PROVIDED TEXT

========================

To maintain continuity in the series of tutorials, we we use the PEST-dataset prepared in the ["observation and weights"](../part2_02_obs_and_weights/freyberg_obs_and_weights.ipynb) tutorial. Run the next cell to copy the necessary files across. Note that you will need to run the previous notebooks in the correct order beforehand.

Specify the path to the PEST dataset template folder. Recall that we will prepare our PEST dataset files in this folder, keeping them separate from the original model files. Then copy across pre-prepared model and PEST files:

### What is a response matrix?

 A matrix that maps changes to decision variables (e.g., model parameters) to changes in outputs (e.g., model observations). This is analogous to a Jacobian matrix underpinning inversion and parameter estimation (__[Doherty, 2015](https://s3.amazonaws.com/docs.pesthomepage.org/documents/all_manuals.zip)__). The response matrix is formulated as follows:


### $ A [outputs\;x\;decision\;variables] = \frac{\partial outputs}{\partial decision variables} \approx \frac{\delta outputs}{\delta decision variables} $

Assuming linearity between decision variables and outputs (which is a big assumption!), the response matrix A is independent of the initial decision variable values. Therefore, the response matrix A can be used to emulate the predicted response (outputs) to a given set of decision variables by multiplying it by a change vector of the decision variables.

========================

DATA LINES
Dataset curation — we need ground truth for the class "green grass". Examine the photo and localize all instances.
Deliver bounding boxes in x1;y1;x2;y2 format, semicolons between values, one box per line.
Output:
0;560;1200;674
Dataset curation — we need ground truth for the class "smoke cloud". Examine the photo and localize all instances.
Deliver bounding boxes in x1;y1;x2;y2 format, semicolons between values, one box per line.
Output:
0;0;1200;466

========================

EXERCISE A
Condense the paragraph of the response-matrix text that begins "Assuming linearity between" into a short bulleted list that keeps its main facts.
EXERCISE B
Rewrite the passage of the response-matrix text starting at "A matrix that" and ending at "the decision variables.", using "sensitivity matrix" in place of every occurrence of "response matrix".
EXERCISE C
Extend the response-matrix text with the next part, starting after its last sentence.

TASK RESULT A
- It assumes a linear relationship between decision variables and outputs, which is a big assumption.
- Under that assumption, response matrix A is independent of the initial decision variable values.
- A can therefore emulate the predicted response (outputs) to a given set of decision variables when multiplied by a change vector of those variables.

TASK RESULT B
A matrix that maps changes to decision variables (e.g., model parameters) to changes in outputs (e.g., model observations). This is analogous to a Jacobian matrix underpinning inversion and parameter estimation (__[Doherty, 2015](https://s3.amazonaws.com/docs.pesthomepage.org/documents/all_manuals.zip)__). The sensitivity matrix is formulated as follows:


### $ A [outputs\;x\;decision\;variables] = \frac{\partial outputs}{\partial decision variables} \approx \frac{\delta outputs}{\delta decision variables} $

Assuming linearity between decision variables and outputs (which is a big assumption!), the sensitivity matrix A is independent of the initial decision variable values. Therefore, the sensitivity matrix A can be used to emulate the predicted response (outputs) to a given set of decision variables by multiplying it by a change vector of the decision variables.

TASK RESULT C
## $ \partial outputs = A * \partial decision\;variables $

Clear as mud? Great, let's put it in practice! We are going to build a response matrix emulator (RME) for none other than the Freyberg model. Let's pretend we are a groundwater aquifer manager tasked with ensuring that water levels in the basin don't fall below some critical threshold given various pumping regimes. The outputs are model heads and the decision variables are pumping rates at each of the wells.

Constructing the response matrix requires running the model once per decision variable (applying the same perturbation or increment to each), and recording all outputs. This gives a matrix of size decision variables by outputs. This can be done using pyemu and PEST++ by using either PESTPP-GLM or PESTPP-OPT. For this example, we will use PESTPP-GLM. 

Let's build this puppy from scratch using `PstFrom`

In [2]:
#create working directory and copy monthly freyberg model files into it
new_d = os.path.join('freyberg_mf6')
og_model_files = os.path.join('..','..','models','monthly_model_files_1lyr_newstress')

if os.path.exists(new_d):
    shutil.rmtree(new_d)

shutil.copytree(og_model_files,new_d)

'freyberg_mf6'

In [3]:
#load the model
sim = flopy.mf6.MFSimulation.load(sim_ws=new_d)
# load flow model
gwf = sim.get_model()
# get spatial reference
modelgrid = gwf.modelgrid
# get zone array
idomain = gwf.dis.idomain.get_data()

loading simulation...
  loading simulation name file...
  loading tdis package...
  loading model gwf6...
    loading package dis...
    loading package ic...
    loading package npf...
    loading package sto...
    loading package oc...
    loading package wel...
    loading package rch...
    loading package ghb...
    loading package sfr...
    loading package obs...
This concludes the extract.